### Provided records
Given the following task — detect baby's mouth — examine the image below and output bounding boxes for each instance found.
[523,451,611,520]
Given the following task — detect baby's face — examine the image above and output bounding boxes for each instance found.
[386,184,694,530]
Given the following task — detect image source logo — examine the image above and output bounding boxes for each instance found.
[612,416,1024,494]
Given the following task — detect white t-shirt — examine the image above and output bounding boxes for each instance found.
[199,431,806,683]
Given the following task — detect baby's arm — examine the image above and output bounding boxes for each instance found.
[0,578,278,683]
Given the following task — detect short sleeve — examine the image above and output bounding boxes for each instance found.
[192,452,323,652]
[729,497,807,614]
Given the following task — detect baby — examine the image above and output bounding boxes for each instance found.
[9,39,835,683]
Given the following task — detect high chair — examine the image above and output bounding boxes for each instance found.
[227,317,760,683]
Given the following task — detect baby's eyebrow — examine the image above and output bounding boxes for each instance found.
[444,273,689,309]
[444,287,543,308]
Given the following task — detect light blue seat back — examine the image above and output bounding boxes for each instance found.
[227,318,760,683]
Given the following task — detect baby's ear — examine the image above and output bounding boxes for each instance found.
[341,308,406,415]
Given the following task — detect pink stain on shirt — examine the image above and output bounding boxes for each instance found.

### Prompt
Rewrite all the records above with "bounding boxes" swapped for "box coordinates" everywhere it appears, leaving everything else the same.

### Final result
Given the following task — detect baby's mouth — examine the image below and output box coordinates for each instance found.
[523,451,611,520]
Given the following task — detect baby's face — examine the image above and output box coordinates for each instance found.
[386,184,694,530]
Given the following task — detect image source logo — examine the image above and output box coordinates for each instance found.
[612,416,1024,494]
Given the following task — detect white t-shirt — examine the image above and output box coordinates for each instance found.
[199,431,806,683]
Given the following task — detect baby's arm — examine the image above and output box coordinates for each instance found.
[0,578,278,683]
Given the following task — detect short sleeve — examine the image above and output box coordinates for each instance found.
[192,452,323,652]
[729,497,807,614]
Given the following task — detect baby — examine the image above and output box coordinates for each instance found.
[9,39,835,683]
Given the following task — detect high chair — examine the image above and output box coordinates for each instance found.
[227,317,760,683]
Given the following task — detect baby's eyebrow — examine the image above and output box coordinates for each instance found.
[444,273,689,309]
[444,287,543,308]
Given the following task — detect light blue seat back — examine the image above and output box coordinates for each instance found.
[227,318,760,683]
Given the following task — detect baby's ear — examine the image above and output box coordinates for each instance found.
[341,308,406,415]
Given the following task — detect pink stain on shirt — examine the image above and output box coordinates for each instance found.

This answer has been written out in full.